[Start Input for this task]

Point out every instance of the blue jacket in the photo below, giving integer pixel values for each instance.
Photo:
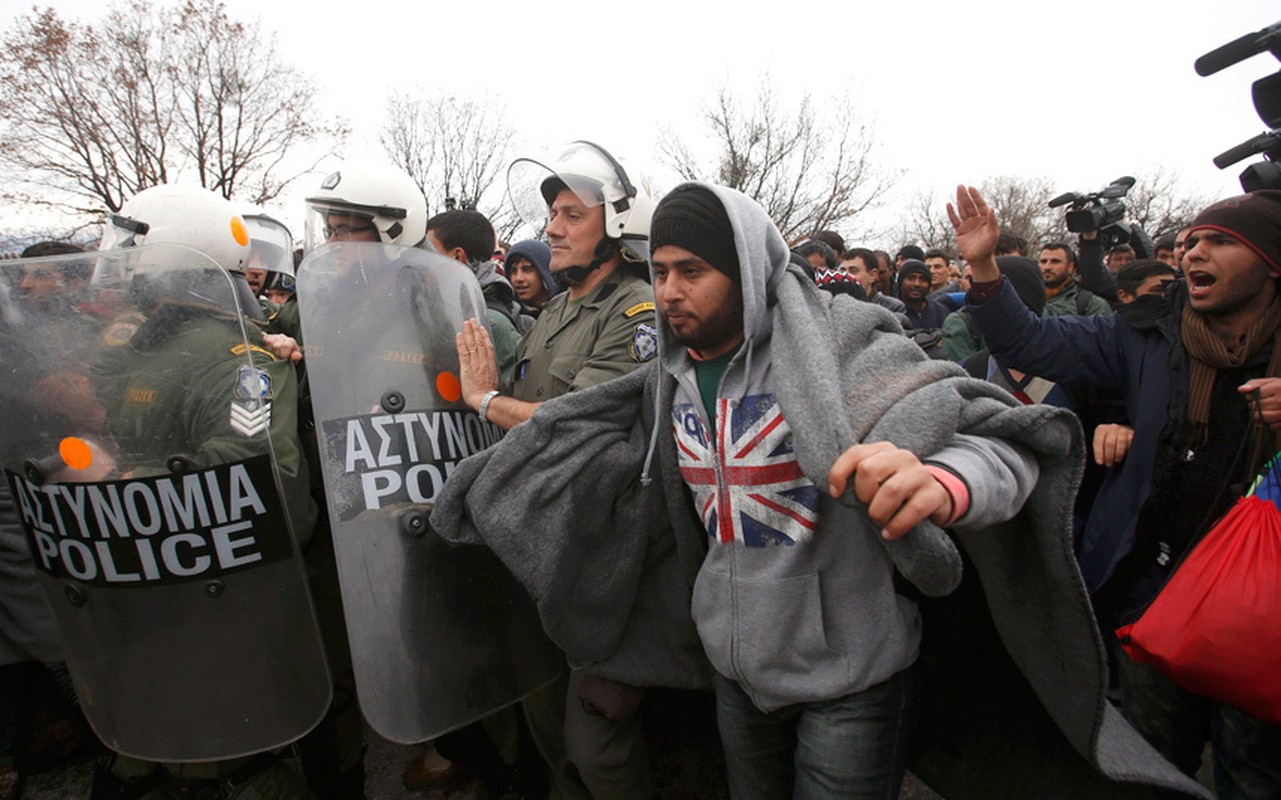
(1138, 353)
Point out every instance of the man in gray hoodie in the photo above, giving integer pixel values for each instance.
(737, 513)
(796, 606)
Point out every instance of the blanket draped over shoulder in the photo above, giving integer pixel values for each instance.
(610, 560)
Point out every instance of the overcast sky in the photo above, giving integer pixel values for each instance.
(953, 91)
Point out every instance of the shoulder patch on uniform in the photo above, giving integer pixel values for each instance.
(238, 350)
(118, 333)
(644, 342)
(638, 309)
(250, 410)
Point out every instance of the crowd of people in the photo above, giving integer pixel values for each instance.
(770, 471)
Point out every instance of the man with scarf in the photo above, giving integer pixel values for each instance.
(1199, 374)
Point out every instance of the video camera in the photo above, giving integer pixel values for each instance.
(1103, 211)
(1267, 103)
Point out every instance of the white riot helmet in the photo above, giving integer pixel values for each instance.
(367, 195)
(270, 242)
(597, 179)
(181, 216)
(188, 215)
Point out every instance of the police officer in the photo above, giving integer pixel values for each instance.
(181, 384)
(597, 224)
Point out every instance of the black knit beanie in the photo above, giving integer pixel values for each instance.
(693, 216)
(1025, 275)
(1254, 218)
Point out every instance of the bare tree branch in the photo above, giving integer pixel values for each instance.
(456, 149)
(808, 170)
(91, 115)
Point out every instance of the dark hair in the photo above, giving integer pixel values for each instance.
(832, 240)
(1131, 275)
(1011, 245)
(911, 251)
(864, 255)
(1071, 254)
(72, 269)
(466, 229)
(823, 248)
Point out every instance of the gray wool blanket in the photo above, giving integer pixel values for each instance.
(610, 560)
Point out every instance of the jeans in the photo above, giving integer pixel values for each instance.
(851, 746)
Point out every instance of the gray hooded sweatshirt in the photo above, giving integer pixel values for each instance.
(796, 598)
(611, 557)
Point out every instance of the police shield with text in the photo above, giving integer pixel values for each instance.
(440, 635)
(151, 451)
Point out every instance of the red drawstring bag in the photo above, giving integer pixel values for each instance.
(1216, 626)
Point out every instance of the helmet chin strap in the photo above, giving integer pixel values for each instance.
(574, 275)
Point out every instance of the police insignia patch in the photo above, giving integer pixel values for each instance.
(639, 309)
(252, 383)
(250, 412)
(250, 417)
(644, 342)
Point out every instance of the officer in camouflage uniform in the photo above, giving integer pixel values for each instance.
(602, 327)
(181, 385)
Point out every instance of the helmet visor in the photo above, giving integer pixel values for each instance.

[End Input for this task]
[Start Input for this task]

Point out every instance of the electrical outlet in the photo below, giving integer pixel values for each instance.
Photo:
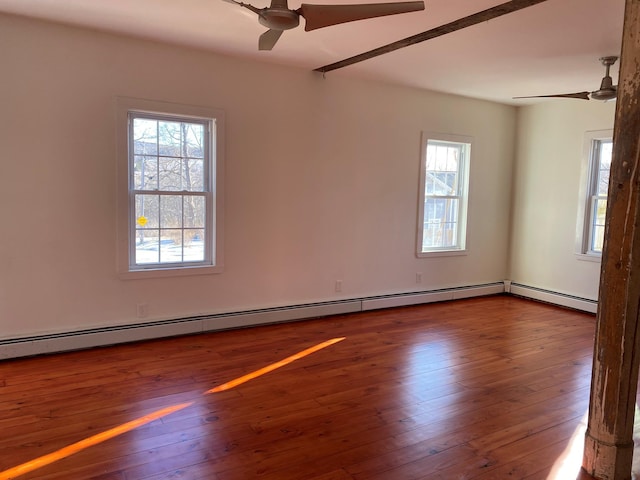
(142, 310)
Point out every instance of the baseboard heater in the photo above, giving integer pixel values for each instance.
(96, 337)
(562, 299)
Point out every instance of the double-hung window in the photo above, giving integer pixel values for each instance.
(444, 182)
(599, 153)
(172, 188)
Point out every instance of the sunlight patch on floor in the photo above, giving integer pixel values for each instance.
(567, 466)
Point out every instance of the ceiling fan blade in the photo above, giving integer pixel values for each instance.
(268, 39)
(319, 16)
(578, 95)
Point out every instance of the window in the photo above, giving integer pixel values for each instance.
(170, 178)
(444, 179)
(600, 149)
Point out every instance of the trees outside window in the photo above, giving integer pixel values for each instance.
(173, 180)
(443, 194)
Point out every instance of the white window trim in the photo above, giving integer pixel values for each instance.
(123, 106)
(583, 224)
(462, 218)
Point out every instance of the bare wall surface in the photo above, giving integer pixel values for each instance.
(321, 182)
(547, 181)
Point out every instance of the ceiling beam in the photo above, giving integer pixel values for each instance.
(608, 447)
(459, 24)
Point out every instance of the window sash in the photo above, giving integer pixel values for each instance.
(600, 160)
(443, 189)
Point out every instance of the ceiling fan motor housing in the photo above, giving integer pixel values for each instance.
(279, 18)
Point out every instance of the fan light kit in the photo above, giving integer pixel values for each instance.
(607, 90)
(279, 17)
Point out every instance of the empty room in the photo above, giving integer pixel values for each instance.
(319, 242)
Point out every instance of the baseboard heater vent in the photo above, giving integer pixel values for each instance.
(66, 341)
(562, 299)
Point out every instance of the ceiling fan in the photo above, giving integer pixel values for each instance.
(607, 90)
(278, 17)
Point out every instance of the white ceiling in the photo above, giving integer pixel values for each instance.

[End Input for this task]

Set exercise
Turn the lines from the one containing "Point out every instance of the crowd" up to and including the one containing "(1199, 374)" into a JSON list of strings, with one string per line and no blank lines.

Answer to the task
[
  "Point out every instance of the crowd of people in the photo above, giving integer pixel values for each instance.",
  "(770, 471)",
  "Point out every instance of the man with scarf in the photo above, giving integer pixel values for each instance.",
  "(1199, 374)"
]